## Material for the task
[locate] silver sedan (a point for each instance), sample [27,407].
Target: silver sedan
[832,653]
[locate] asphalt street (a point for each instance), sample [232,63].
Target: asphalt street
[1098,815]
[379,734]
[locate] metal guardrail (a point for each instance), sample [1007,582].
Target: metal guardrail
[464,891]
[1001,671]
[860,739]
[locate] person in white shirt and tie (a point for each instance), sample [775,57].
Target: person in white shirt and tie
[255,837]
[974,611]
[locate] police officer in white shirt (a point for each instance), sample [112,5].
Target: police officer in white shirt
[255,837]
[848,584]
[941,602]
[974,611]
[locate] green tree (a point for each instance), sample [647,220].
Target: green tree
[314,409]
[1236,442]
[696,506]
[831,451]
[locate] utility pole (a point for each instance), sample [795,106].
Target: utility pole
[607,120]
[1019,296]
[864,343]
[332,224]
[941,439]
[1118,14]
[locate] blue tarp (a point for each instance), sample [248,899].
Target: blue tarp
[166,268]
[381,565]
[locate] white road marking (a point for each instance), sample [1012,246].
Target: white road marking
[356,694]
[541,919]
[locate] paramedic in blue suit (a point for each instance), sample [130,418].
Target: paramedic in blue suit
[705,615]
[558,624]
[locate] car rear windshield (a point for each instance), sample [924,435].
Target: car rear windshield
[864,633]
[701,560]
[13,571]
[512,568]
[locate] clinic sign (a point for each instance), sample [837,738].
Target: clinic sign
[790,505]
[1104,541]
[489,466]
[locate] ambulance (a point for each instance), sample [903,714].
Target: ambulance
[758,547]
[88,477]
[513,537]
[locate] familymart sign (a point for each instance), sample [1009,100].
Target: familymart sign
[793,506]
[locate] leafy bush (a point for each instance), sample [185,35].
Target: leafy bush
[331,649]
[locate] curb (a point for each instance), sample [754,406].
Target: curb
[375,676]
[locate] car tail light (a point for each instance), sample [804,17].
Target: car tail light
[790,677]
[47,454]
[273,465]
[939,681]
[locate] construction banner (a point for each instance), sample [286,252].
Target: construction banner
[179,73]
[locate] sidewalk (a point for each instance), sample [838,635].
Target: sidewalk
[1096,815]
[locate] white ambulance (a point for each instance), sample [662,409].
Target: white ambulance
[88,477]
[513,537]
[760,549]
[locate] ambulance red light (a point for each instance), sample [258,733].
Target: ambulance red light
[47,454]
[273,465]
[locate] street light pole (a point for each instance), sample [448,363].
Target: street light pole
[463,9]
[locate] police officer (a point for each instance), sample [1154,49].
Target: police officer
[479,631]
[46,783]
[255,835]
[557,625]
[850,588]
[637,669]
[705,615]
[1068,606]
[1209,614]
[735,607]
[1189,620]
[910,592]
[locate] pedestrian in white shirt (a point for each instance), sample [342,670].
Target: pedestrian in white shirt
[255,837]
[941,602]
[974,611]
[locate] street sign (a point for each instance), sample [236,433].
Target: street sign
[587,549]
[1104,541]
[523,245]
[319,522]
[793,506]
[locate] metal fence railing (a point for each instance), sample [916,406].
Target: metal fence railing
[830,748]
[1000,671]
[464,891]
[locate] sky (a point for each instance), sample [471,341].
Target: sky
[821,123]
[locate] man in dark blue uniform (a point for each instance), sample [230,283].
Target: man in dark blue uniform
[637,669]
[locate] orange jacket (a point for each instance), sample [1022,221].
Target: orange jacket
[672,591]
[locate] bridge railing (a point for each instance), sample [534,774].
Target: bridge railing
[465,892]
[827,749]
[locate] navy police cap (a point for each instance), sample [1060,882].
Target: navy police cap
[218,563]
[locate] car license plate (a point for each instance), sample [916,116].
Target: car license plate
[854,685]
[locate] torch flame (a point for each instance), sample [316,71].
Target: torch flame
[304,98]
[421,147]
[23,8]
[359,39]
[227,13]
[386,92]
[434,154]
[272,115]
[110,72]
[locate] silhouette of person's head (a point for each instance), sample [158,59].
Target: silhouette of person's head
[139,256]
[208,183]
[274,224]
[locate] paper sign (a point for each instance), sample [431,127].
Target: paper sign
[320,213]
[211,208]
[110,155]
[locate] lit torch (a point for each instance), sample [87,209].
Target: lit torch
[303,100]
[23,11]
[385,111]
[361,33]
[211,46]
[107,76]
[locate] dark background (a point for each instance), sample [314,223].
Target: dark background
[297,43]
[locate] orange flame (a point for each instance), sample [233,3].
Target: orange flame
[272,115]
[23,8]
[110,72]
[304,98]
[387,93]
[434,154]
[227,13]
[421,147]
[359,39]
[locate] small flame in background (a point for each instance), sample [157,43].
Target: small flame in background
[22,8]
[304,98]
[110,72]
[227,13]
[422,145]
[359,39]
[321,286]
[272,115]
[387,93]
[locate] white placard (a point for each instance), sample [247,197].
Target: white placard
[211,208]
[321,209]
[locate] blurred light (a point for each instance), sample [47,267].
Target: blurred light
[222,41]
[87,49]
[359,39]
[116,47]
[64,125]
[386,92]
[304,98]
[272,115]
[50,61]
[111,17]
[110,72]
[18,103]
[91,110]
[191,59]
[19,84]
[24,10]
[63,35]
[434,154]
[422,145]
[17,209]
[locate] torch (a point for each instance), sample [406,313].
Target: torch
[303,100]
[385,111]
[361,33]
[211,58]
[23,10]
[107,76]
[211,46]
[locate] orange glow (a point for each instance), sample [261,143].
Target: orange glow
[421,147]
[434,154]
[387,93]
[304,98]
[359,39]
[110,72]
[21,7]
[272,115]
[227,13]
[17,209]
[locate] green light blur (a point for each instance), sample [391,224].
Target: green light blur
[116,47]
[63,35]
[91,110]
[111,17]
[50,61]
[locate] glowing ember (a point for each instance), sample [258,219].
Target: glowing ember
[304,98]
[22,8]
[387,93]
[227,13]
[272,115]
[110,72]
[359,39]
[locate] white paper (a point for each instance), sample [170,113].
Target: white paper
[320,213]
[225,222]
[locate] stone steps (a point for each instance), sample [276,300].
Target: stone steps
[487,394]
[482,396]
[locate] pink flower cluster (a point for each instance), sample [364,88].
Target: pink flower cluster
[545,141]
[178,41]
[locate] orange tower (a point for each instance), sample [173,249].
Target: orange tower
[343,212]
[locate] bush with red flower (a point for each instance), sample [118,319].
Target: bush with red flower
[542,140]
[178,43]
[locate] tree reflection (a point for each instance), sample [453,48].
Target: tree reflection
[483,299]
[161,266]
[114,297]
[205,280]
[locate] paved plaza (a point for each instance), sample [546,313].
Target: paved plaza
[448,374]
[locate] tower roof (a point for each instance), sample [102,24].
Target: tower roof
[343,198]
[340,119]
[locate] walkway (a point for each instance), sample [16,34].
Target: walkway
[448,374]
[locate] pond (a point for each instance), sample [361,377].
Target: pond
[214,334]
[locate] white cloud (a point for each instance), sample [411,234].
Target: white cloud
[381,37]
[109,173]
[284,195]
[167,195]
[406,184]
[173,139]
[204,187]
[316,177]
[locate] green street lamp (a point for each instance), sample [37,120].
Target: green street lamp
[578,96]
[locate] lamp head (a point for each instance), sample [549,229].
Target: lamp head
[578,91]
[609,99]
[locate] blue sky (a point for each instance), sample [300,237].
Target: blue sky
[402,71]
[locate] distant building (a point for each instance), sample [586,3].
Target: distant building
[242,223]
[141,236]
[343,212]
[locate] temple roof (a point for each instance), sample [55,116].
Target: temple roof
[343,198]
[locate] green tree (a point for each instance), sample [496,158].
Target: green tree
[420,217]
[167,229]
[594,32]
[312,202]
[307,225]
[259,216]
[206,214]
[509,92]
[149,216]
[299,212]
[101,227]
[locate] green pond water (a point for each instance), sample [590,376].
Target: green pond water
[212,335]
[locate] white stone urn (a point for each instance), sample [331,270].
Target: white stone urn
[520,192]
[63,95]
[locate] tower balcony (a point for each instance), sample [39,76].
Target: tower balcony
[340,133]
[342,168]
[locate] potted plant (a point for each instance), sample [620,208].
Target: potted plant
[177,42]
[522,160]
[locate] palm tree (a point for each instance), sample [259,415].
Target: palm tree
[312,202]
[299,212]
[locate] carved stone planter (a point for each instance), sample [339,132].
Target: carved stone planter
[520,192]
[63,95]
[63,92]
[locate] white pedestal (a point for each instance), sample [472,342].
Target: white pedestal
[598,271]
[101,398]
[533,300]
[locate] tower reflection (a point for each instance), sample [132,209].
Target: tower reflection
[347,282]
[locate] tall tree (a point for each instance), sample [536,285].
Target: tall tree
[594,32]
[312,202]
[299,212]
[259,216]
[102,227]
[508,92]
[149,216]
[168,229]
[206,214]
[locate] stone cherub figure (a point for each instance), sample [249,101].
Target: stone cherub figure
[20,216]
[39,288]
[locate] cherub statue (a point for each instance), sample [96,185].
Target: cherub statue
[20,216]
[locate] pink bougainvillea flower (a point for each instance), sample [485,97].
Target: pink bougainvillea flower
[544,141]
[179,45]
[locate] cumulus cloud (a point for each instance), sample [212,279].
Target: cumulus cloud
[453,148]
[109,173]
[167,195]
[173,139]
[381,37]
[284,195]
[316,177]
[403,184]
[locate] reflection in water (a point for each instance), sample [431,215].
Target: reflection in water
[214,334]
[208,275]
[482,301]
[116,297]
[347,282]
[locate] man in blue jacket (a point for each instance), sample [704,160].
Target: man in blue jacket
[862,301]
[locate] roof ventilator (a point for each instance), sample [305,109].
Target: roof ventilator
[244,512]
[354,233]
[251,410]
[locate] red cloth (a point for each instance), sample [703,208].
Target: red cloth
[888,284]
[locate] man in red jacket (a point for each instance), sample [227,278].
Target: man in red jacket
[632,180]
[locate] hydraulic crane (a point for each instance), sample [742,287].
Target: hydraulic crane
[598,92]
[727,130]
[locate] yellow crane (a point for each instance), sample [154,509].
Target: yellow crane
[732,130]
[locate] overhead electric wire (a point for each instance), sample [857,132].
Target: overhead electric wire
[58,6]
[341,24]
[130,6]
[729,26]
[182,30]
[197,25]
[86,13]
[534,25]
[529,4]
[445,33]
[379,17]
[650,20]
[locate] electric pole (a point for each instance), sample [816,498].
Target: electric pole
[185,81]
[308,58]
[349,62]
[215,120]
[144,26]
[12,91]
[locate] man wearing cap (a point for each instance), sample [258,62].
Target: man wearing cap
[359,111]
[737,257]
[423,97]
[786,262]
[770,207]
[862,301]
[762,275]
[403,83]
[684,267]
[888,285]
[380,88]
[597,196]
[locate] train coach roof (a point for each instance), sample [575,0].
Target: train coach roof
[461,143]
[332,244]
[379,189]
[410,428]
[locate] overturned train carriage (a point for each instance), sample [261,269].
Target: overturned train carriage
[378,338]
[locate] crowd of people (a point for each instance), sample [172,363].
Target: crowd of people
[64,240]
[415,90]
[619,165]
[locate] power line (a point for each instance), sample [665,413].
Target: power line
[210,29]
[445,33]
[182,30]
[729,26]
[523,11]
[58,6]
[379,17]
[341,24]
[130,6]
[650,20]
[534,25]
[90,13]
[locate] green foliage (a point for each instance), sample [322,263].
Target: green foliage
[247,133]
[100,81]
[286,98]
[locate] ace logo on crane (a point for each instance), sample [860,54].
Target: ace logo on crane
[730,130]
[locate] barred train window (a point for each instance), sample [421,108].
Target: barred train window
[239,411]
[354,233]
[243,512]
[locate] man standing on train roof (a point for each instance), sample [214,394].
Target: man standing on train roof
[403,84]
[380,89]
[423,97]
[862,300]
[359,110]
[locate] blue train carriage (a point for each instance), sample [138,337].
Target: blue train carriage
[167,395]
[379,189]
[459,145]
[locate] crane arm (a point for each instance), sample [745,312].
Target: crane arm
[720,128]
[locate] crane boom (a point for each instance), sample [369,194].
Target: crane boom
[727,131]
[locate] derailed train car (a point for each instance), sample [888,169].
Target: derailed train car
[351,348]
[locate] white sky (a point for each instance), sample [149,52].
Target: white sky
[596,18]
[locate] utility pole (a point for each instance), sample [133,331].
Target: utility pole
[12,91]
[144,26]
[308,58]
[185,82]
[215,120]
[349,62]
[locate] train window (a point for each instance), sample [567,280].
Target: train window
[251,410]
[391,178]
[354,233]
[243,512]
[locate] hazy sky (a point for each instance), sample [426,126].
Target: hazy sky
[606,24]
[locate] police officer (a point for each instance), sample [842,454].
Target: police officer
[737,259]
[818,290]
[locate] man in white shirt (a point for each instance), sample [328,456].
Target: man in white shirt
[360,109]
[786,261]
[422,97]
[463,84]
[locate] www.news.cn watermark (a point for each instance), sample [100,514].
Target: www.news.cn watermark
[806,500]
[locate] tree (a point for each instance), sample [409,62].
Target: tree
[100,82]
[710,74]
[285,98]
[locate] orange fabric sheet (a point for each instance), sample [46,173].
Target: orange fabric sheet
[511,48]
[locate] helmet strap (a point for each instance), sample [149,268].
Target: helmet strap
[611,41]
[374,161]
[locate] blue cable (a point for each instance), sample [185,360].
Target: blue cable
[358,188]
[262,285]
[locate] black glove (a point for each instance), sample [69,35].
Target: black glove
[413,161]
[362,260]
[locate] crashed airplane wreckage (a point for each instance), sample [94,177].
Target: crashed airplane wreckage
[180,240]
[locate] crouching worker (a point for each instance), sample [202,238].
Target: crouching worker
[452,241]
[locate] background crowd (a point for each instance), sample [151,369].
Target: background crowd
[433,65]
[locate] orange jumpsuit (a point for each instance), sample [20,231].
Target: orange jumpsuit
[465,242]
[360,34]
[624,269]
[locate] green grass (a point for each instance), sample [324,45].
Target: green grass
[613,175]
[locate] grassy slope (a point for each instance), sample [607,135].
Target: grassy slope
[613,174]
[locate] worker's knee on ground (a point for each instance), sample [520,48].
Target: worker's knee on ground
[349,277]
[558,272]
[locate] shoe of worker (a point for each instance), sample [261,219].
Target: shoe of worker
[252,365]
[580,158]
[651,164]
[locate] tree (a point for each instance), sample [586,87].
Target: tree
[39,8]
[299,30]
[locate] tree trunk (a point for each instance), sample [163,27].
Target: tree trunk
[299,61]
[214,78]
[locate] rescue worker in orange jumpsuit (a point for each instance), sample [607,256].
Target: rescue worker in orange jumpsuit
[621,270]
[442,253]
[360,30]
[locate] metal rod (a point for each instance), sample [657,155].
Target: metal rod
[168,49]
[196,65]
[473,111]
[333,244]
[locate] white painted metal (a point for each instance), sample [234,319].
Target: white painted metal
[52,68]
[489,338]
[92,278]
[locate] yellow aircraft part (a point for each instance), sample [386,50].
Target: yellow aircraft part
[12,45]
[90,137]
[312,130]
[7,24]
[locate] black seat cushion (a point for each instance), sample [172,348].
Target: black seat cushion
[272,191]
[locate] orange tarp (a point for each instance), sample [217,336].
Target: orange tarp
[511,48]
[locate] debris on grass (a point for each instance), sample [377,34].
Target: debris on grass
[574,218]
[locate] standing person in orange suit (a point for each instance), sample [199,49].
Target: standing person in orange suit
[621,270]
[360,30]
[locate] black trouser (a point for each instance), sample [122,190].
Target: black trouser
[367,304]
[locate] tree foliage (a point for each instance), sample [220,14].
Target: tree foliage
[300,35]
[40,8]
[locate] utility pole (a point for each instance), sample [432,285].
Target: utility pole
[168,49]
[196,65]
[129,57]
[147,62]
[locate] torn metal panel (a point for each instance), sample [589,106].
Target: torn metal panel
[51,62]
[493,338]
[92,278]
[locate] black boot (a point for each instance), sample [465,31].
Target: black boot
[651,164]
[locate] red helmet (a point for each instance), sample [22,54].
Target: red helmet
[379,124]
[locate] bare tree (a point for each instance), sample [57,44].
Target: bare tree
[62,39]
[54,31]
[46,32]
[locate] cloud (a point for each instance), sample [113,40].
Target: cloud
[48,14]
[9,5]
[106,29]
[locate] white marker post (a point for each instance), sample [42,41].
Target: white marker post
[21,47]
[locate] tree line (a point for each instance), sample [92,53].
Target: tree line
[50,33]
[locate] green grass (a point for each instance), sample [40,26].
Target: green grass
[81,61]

## Given exercise
Print exactly the lines from the one with "[locate] rescue worker" through the end of the data, inclusive.

## Correct response
[locate] rescue worker in orange jumpsuit (a point for each instance), sample [607,256].
Target: rescue worker in orange jumpsuit
[621,270]
[442,253]
[360,30]
[locate] metal rod (a point for each instance), sample [657,155].
Target: metal rod
[168,49]
[196,65]
[473,111]
[333,244]
[locate] white painted metal (a point for each instance), sample [234,319].
Target: white painted metal
[52,68]
[489,338]
[92,278]
[locate] yellow aircraft part (a point for each instance), sample [386,50].
Target: yellow aircraft part
[12,45]
[90,137]
[312,130]
[7,24]
[locate] black seat cushion (a point for each instance), sample [172,348].
Target: black seat cushion
[272,191]
[locate] orange tarp (a point for each instance), sample [217,336].
Target: orange tarp
[511,48]
[locate] debris on grass (a point for each instance), sample [377,34].
Target: debris on grass
[574,218]
[locate] standing person in orange suit (a point for each instance), sample [199,49].
Target: standing person in orange suit
[621,270]
[360,30]
[locate] black trouser (a point for each instance), sample [122,190].
Target: black trouser
[367,304]
[locate] tree foliage (a point for each instance), sample [220,14].
Target: tree foliage
[300,35]
[40,8]
[locate] utility pole (a point for each instance), sample [432,285].
Target: utility pole
[168,49]
[196,65]
[129,57]
[147,62]
[locate] torn metal panel (a point for each instance), sample [589,106].
Target: torn metal panel
[51,62]
[493,338]
[92,278]
[locate] black boot (a point for each instance), sample [465,31].
Target: black boot
[651,164]
[locate] red helmet (a point for each instance), sample [22,54].
Target: red helmet
[379,124]
[locate] bare tree (a point for each instance), sample [57,44].
Target: bare tree
[62,39]
[54,31]
[46,32]
[locate] cloud (a point for each instance), sample [113,40].
Target: cloud
[48,14]
[9,5]
[106,29]
[locate] white marker post (a point for each instance), sample [42,41].
Target: white marker post
[21,47]
[locate] tree line (a point for each instance), sample [92,53].
Target: tree line
[50,33]
[locate] green grass (a point for each instance), sample [40,26].
Target: green grass
[81,61]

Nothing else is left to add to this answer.